Tarefa curta a:
Edite o texto sobre as marcas dos clubes de futebol: reproduza a parte que vai de "Proteção de parceiros" até "sobre esse caso.", inclusive, com "pequenos comerciantes" substituído por "microempreendedores".

Trecho selecionado:
***
Procurado, o Palmeiras informou por meio de nota que suas marcas são registradas e que “conta com uma área destinada ao combate à pirataria, da qual fazem parte empresas especializadas em identificar produtos e serviços comercializados sem a devida autorização do clube”.
Questionado, o clube não informou quantas notificações foram emitidas por uso indevido de sua marca nem quanto arrecadou com essa ação.
A Nofake foi procurada para comentar este e outros casos citados na reportagem, mas não respondeu até a publicação deste texto.
A reportagem identificou dezenas de casos semelhantes nas redes sociais, envolvendo principalmente times de futebol. A maioria das reclamações são feitas contra boleiras ou artesãos que disseram ter usado a imagem do clube a pedido de fãs para fazer homenagens ao time do coração, seja num bolo de aniversário ou outro item para celebrar uma data especial.
A artesã Patrícia França foi multada em R$ 1,6 mil por usar o escudo do Vitória em itens para uma festa de aniversário. Após a repercussão do caso, o clube informou que reformularia suas diretrizes e que passaria a pedir indenização apenas de grandes empresas que usarem o distintivo do clube sem autorização.
As “novas diretrizes” do clube preveem que os microempreendedores serão apenas notificados.
A reportagem procurou o Vitória para comentar o caso, mas não obteve um retorno até a publicação desta reportagem.
Proteção de parceiros
Clubes ouvidos pela BBC News Brasil disseram que essa ofensiva contra os pequenos comerciantes visa proteger as empresas que possuem contratos de licenciamento com os times. O argumento é o de que os torcedores desistem de comprar os produtos originais, caso saibam que existem no mercado réplicas por um preço menor.
Clubes também disseram que o contrato com a Nofake está sendo avaliado após dois sócios da empresa serem presos investigados por extorsão, lavagem de dinheiro e organização.
A Nofake também não respondeu aos questionamentos da reportagem sobre esse caso.
A advogada Luiza Wanderley, pós-graduada em direito digital pela Fundação Getúlio Vargas, diz que a logomarca e toda a propriedade intelectual dos times de futebol não são protegidos apenas pelo Instituto Nacional da Propriedade Industrial (INPI), mas também pela Lei Pelé, específica para o futebol.
***
Tarefa curta b:
Converta em lista numerada as linhas das entradas do conjunto de dados, do início das entradas até a linha com "[[[21,0],[0,299],[448,296],[446,1]]]", inclusive, deixando de fora as linhas em branco.

Entradas de um conjunto de dados:
***
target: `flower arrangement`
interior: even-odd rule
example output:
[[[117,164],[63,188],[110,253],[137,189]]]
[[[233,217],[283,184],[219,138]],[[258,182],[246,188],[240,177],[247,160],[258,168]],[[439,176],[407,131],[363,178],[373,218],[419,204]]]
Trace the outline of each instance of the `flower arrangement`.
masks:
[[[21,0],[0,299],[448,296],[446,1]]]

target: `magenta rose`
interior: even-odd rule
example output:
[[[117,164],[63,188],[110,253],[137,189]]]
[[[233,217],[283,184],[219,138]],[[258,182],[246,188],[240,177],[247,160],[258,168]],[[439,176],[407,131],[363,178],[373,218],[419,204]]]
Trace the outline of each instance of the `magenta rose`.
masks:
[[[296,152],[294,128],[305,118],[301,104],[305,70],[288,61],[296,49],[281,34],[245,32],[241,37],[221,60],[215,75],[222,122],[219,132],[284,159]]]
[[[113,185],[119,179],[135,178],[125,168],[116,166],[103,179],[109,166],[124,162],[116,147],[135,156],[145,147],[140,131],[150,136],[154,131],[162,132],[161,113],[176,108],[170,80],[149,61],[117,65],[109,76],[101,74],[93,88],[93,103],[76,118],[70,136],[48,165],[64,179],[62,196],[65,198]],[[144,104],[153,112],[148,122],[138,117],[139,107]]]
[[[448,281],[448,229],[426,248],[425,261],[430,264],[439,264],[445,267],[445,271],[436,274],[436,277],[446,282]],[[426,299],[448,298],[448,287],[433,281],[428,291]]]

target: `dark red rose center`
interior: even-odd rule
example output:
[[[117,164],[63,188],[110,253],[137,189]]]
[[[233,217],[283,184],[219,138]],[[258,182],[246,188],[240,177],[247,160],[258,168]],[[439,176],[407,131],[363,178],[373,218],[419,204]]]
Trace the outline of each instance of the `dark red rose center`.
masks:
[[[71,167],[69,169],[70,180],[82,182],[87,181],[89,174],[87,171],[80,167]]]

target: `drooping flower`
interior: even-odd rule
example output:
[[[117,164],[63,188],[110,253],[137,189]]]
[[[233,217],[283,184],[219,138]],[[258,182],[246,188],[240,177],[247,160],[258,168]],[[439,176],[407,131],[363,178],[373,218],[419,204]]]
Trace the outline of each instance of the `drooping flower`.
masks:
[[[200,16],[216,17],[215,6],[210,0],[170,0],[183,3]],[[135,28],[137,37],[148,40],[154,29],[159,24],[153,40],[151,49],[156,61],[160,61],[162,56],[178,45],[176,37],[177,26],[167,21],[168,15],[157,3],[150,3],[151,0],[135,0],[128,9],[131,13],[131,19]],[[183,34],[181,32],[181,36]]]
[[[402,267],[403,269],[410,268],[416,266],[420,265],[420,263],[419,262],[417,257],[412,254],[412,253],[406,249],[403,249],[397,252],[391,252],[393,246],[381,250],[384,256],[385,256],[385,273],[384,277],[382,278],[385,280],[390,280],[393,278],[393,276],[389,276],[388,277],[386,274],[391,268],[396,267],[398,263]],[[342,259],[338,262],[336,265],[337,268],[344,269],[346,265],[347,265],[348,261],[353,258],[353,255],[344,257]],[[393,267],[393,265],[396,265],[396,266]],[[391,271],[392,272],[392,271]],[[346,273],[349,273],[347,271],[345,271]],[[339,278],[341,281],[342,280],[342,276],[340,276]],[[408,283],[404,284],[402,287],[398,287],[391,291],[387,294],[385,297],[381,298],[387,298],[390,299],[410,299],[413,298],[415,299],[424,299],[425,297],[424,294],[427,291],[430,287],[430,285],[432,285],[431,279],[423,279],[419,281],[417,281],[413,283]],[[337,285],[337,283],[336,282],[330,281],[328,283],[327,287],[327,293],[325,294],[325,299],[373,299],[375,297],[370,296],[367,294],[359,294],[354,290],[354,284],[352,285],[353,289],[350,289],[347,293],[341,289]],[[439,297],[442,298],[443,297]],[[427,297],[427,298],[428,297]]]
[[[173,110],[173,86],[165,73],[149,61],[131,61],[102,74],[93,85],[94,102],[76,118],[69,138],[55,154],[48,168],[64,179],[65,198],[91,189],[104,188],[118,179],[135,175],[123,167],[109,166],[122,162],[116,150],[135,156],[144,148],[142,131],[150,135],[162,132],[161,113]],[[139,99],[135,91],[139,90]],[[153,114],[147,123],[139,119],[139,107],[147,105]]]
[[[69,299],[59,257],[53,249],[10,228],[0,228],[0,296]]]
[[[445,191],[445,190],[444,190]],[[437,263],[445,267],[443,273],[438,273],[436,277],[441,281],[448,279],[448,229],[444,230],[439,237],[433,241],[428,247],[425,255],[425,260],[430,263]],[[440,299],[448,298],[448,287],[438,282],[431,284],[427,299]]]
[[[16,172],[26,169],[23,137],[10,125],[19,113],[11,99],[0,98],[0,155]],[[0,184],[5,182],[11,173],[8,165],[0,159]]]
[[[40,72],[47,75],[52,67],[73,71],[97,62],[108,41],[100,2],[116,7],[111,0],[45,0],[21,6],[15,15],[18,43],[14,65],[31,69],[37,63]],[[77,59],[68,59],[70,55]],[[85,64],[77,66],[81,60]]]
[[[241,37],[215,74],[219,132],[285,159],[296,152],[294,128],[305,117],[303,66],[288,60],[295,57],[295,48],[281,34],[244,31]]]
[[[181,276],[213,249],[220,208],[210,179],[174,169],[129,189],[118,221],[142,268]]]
***
Solução completa a:
Proteção de parceiros
Clubes ouvidos pela BBC News Brasil disseram que essa ofensiva contra os microempreendedores visa proteger as empresas que possuem contratos de licenciamento com os times. O argumento é o de que os torcedores desistem de comprar os produtos originais, caso saibam que existem no mercado réplicas por um preço menor.
Clubes também disseram que o contrato com a Nofake está sendo avaliado após dois sócios da empresa serem presos investigados por extorsão, lavagem de dinheiro e organização.
A Nofake também não respondeu aos questionamentos da reportagem sobre esse caso.

Solução completa b:
1. target: `flower arrangement`
2. interior: even-odd rule
3. example output:
4. [[[117,164],[63,188],[110,253],[137,189]]]
5. [[[233,217],[283,184],[219,138]],[[258,182],[246,188],[240,177],[247,160],[258,168]],[[439,176],[407,131],[363,178],[373,218],[419,204]]]
6. Trace the outline of each instance of the `flower arrangement`.
7. masks:
8. [[[21,0],[0,299],[448,296],[446,1]]]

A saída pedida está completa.